__Texto seleccionado__.
──────

Si volvemos ahora sobre nuestro problema propio, hay que advertir con evidencia que las ciencias humanas meramente empíricas que ya existen (como nuestras ciencias históricas de la cultura, o incluso la moderna psicología meramente inductiva), nada pueden ofrecernos, en efecto, de lo que, aspirando a la renovación, necesitamos. Y que en verdad sólo a esa ciencia apriórica de la esencia del espíritu humano- si existiera- podríamos considerarla una ayuda desde la razón. Establecemos primeramente que las ciencias de meros hechos están para nosotros descartadas de antemano. Ciertamente que las cuestiones que nos planteamos acerca de la renovación guardan relación con meras facticidades, pues atañen a la cultura del presente y en especial al círculo de la cultura europea. Pero aquí los hechos, al ser valorados, son enjuiciados, son sometidos a una normativa de la razón; aquí se
hace cuestión de cómo una reforma de esta vida cultural carente de valor puede guiarla hacia una vida en la razón; aquí cada meditación en profundidad conduce a cuestiones de principio de la razón práctica, que con generalidad de esencia y puramente formal conciernen al individuo y a la colectividad y a la vida racional de la colectividad; una generalidad ésta que deja muy atrás toda facticidad empírica, todos los conceptos contingentes.
No son precisas demasiadas palabras para justificar estas afirmaciones y para hacer patente que precisamente esa ciencia de la esencia del hombre sería la que necesitaríamos como ayuda.

──────

__Datos proporcionados__.
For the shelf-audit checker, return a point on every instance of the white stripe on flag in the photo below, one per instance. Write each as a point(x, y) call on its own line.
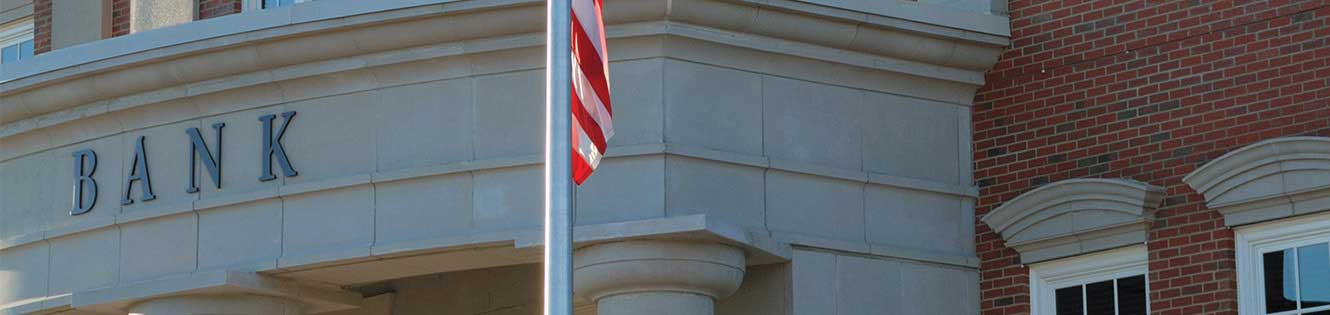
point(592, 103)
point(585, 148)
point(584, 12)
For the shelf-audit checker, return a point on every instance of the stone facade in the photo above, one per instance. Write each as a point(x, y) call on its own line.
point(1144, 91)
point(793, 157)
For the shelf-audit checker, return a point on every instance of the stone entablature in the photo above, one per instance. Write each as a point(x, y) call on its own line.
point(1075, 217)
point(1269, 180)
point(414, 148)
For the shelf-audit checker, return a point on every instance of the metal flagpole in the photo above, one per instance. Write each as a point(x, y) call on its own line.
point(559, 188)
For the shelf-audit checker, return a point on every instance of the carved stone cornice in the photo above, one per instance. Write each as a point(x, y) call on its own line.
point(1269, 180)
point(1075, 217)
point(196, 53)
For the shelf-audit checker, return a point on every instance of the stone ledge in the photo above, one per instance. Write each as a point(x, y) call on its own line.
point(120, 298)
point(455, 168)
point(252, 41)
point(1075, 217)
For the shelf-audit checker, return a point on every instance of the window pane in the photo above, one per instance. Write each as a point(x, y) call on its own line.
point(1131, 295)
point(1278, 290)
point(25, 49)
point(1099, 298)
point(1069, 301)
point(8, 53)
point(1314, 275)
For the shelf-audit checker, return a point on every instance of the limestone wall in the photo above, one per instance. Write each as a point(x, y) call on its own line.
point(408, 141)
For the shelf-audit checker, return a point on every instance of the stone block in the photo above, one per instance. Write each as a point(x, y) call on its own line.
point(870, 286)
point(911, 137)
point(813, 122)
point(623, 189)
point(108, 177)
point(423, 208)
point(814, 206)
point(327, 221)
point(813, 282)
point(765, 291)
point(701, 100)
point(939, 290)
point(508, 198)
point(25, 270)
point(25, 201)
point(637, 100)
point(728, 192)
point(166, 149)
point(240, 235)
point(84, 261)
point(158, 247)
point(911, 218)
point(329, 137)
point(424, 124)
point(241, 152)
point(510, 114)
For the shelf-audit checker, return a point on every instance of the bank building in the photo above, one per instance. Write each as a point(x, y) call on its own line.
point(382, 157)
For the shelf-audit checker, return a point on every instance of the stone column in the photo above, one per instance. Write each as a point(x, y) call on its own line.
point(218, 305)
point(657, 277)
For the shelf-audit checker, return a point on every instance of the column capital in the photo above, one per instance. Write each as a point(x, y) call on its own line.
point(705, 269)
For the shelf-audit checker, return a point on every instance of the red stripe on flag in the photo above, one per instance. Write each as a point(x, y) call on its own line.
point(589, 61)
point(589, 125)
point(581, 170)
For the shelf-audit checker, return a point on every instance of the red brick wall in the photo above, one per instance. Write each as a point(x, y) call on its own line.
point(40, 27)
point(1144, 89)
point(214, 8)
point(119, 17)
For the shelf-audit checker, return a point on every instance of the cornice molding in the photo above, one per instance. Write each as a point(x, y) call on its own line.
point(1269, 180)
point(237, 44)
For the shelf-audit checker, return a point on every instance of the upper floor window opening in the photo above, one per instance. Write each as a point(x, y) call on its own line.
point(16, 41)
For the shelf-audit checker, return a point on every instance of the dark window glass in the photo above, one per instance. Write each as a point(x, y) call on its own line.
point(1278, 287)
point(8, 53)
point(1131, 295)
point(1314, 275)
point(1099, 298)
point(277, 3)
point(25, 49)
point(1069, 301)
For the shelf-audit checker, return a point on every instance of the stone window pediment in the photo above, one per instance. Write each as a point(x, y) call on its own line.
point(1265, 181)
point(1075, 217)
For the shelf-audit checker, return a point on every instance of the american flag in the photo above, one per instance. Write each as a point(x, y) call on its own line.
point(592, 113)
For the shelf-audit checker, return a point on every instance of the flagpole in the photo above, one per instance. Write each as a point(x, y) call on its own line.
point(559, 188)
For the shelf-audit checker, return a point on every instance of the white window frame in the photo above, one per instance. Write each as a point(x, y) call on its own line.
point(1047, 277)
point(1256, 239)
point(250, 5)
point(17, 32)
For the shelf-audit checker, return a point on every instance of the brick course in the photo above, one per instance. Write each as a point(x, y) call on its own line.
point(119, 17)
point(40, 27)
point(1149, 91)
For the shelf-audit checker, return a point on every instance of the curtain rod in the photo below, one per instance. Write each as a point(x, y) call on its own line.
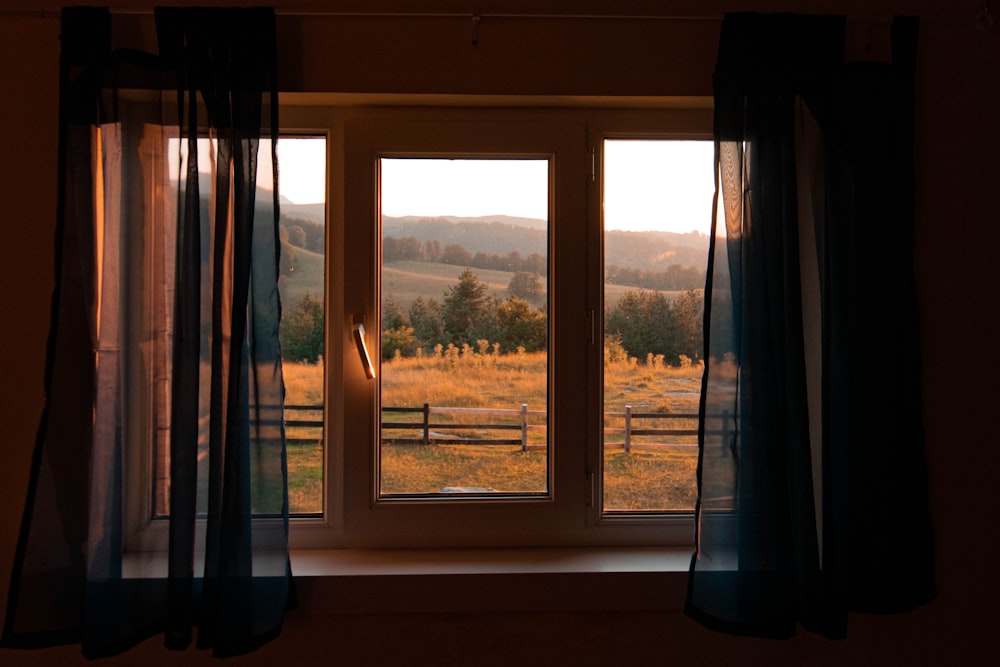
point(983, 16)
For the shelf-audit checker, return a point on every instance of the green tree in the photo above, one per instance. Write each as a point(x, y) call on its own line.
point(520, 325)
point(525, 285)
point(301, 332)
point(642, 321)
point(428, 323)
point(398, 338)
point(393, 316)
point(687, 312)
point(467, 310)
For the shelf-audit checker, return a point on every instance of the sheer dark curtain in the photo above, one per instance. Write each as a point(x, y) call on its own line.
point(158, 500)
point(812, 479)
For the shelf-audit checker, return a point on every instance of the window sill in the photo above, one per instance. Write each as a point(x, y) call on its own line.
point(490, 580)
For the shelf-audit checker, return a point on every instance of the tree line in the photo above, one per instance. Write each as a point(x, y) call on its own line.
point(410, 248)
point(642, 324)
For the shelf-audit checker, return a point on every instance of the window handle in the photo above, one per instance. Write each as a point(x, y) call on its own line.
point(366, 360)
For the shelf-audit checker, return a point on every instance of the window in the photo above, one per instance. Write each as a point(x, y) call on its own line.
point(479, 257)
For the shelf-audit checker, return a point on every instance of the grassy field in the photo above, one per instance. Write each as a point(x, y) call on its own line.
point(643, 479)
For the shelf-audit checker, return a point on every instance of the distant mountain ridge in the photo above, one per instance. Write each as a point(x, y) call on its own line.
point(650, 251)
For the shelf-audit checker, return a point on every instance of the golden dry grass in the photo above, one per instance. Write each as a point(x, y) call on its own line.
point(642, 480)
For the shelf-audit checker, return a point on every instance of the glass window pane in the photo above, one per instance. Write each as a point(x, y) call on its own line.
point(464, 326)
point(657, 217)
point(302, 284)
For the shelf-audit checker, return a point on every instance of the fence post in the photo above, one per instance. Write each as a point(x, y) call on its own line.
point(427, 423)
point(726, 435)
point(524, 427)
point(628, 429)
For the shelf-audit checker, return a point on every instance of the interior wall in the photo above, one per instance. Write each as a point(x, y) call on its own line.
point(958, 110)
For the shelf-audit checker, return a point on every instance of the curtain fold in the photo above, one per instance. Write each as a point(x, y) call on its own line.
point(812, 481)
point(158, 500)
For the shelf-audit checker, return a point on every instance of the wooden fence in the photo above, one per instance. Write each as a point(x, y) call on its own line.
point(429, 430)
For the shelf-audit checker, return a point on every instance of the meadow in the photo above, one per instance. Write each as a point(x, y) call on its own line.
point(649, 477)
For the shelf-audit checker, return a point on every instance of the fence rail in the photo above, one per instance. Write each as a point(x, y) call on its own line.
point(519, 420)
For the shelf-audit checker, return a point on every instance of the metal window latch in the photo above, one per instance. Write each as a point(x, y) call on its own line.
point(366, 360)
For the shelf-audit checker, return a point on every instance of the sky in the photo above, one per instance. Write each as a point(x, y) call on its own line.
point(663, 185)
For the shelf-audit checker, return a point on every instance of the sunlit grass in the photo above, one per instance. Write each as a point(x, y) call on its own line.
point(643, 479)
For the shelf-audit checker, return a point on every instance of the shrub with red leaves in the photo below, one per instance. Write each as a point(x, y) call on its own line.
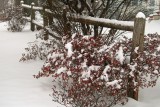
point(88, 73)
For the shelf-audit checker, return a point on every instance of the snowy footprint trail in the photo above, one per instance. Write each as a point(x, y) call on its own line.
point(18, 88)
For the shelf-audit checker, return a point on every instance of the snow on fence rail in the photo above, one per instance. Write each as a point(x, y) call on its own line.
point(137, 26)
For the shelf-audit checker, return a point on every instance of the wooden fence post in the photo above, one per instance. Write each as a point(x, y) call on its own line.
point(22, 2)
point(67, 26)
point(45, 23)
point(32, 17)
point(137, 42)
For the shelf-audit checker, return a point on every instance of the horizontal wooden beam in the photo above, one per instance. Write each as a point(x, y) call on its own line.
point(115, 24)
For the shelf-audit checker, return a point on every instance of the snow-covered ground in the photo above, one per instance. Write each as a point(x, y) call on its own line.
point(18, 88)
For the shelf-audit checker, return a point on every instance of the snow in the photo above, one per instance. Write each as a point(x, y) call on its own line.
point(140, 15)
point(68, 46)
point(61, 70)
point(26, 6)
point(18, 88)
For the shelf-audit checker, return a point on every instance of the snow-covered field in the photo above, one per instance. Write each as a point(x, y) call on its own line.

──────

__Consigna__. Resume en dos oraciones el fragmento sobre la renovación cultural.

__Respuesta__. Las ciencias humanas meramente empíricas, como las ciencias históricas de la cultura o la psicología inductiva, no pueden ofrecer lo que se necesita para la renovación, y las ciencias de meros hechos quedan descartadas de antemano. Aunque las cuestiones sobre la renovación atañen a la cultura europea del presente, en ellas los hechos se enjuician según una normativa de la razón y conducen a cuestiones de principio de la razón práctica, y solo una ciencia apriórica de la esencia del espíritu humano, si existiera, podría ser una ayuda.